# TEXT SECTION:
On Saturday, May 25, 2019 at 5:25:44 AM UTC+8, Ivan Godard wrote:
> On 5/24/2019 1:29 PM, lkcl wrote:
> > On Saturday, May 25, 2019 at 4:10:11 AM UTC+8, Ivan Godard wrote:
> >
> >> > * Branches have to be observed:
> >> no stall with skid buffers
> >> > * DIV and other FSM style blocking units are hard to integrate, as
> >> they block dependent instructions.
> >> no stall with exposed FSM
> >
> > What's the complexity cost on each of these? Both in terms of understandability as well as implementation details.
>
> Skid buffers: complexity trivial (capture FU outputs into ping-pong
> buffers; restore on branch mispredict.
I found a different use of skid buffers, to do with cache lines, glad you clarified.
Tricks like this - considered workarounds in the software world - are precisely why I do not like inorder designs.
The augmented 6600 scoreboard has enough information to actually interleave both paths (currently implementing), cancelling one entire path once the branch is known.
This may even be nested indefinitely (multiple branches, multiple paths).
The Function Units basically *are* the skid buffers (for free).
> Exposed FSM: it's just code in the regular ISA; not even microcode
Yuk :) again, application recompilation.
> > Optimistic atomics sound scary as hell.
>
> Transactional semantics have been around for decades; remember COBOL?
> IBM has it in hardware; Intel tried it for a while but there was too
> much mess trying to support both kinds of atomicity simultaniously (I
> understand)
Need to do a bit more research before being able to assess.
> > Skid buffers I have not heard of so need to look up (itself not a good sign).
>
> These address the delay between execution of a branch and execution of
> the branched-to, and incorporates any address arithmetic and the
> confirmation of the executed branch against the prediction. This delay
> seems to be two cycles typical, leading to delay-slot designs.
See above. Sounds complex..

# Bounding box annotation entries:
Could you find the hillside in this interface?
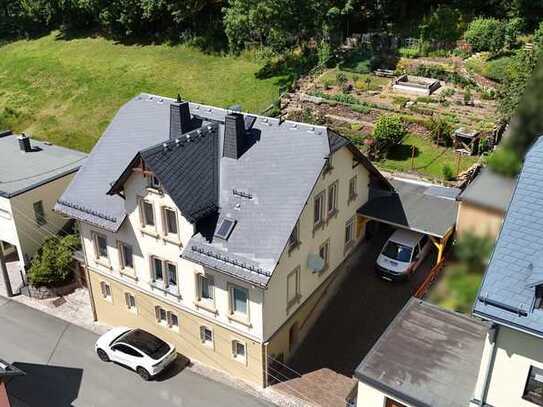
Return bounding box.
[0,33,280,151]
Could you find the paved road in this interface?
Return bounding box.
[0,297,271,407]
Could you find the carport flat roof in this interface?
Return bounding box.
[358,179,460,238]
[355,298,488,407]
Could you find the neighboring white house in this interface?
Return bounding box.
[0,132,86,294]
[55,94,392,386]
[471,138,543,407]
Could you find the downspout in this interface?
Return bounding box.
[478,324,500,407]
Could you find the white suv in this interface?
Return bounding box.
[94,327,177,380]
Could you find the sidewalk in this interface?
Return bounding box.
[4,288,314,407]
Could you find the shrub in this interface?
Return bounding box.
[464,18,505,53]
[441,164,455,181]
[28,235,79,287]
[454,233,494,272]
[487,147,522,177]
[430,116,453,147]
[373,115,407,156]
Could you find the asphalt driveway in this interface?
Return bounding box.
[0,297,271,407]
[290,236,435,377]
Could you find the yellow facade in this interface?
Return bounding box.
[89,270,264,386]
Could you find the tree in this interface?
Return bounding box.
[28,235,79,287]
[464,18,505,53]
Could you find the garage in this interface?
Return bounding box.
[357,178,461,264]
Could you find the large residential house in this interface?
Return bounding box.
[56,94,391,386]
[0,131,86,295]
[471,138,543,407]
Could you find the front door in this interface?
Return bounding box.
[385,397,406,407]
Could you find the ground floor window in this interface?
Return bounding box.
[232,340,247,362]
[124,293,136,311]
[522,366,543,406]
[200,326,213,346]
[100,281,112,301]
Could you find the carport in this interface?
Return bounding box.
[357,178,460,264]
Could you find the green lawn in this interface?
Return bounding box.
[426,263,483,314]
[0,33,281,151]
[376,134,478,178]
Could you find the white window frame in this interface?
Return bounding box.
[92,232,109,263]
[200,325,215,348]
[117,240,135,271]
[124,292,138,313]
[162,206,179,238]
[32,200,47,226]
[232,339,247,364]
[347,175,358,203]
[319,239,330,273]
[326,181,339,217]
[139,198,156,230]
[313,191,326,227]
[286,266,302,309]
[228,284,250,319]
[100,281,113,302]
[344,216,356,251]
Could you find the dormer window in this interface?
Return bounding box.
[534,285,543,309]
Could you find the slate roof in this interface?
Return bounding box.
[358,179,460,238]
[355,298,488,407]
[55,94,389,285]
[0,134,87,198]
[458,168,516,212]
[473,138,543,336]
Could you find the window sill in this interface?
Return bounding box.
[228,314,253,328]
[120,267,138,281]
[194,300,218,315]
[140,227,159,239]
[94,257,111,270]
[162,235,183,247]
[288,240,302,254]
[326,208,339,222]
[145,187,164,195]
[287,294,302,314]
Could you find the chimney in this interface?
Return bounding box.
[170,102,196,139]
[223,113,245,160]
[17,133,32,153]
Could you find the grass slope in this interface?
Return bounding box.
[0,33,280,151]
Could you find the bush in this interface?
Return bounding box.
[464,18,505,53]
[373,115,407,156]
[441,164,455,181]
[487,147,522,177]
[454,233,494,272]
[430,117,453,147]
[28,235,79,287]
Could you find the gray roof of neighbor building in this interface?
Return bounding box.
[458,168,516,212]
[358,179,460,238]
[473,138,543,335]
[56,94,388,285]
[0,134,87,198]
[355,298,488,407]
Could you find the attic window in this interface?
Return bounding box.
[534,285,543,309]
[215,218,236,240]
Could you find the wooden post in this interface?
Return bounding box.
[0,242,13,297]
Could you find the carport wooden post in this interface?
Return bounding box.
[356,215,369,239]
[0,243,13,297]
[429,228,454,264]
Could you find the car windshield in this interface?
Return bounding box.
[116,329,170,360]
[383,241,413,263]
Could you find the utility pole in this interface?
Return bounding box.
[0,242,13,297]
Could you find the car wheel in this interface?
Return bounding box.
[136,367,151,382]
[96,349,109,362]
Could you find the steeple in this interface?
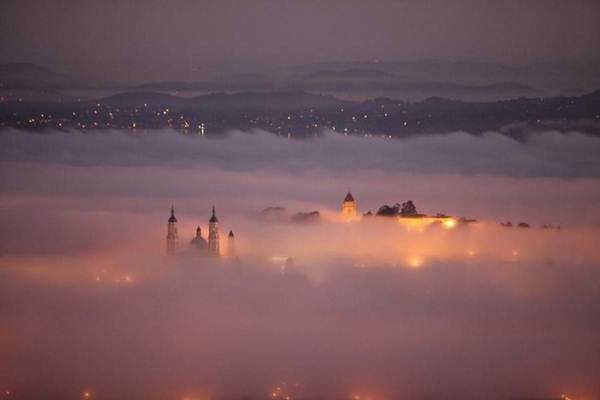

# EXERCISES:
A – List every timestamp in the forum thread on skid buffers along with the person each one is attributed to.
B – Echo the forum thread word for word, from "The Function Units" up to and including "again, application recompilation.".

# RESPONSES FOR EACH TASK:
A –
- Saturday, May 25, 2019 at 5:25:44 AM UTC+8: Ivan Godard
- 5/24/2019 1:29 PM: lkcl
- Saturday, May 25, 2019 at 4:10:11 AM UTC+8: Ivan Godard

B –
The Function Units basically *are* the skid buffers (for free).
> Exposed FSM: it's just code in the regular ISA; not even microcode
Yuk :) again, application recompilation.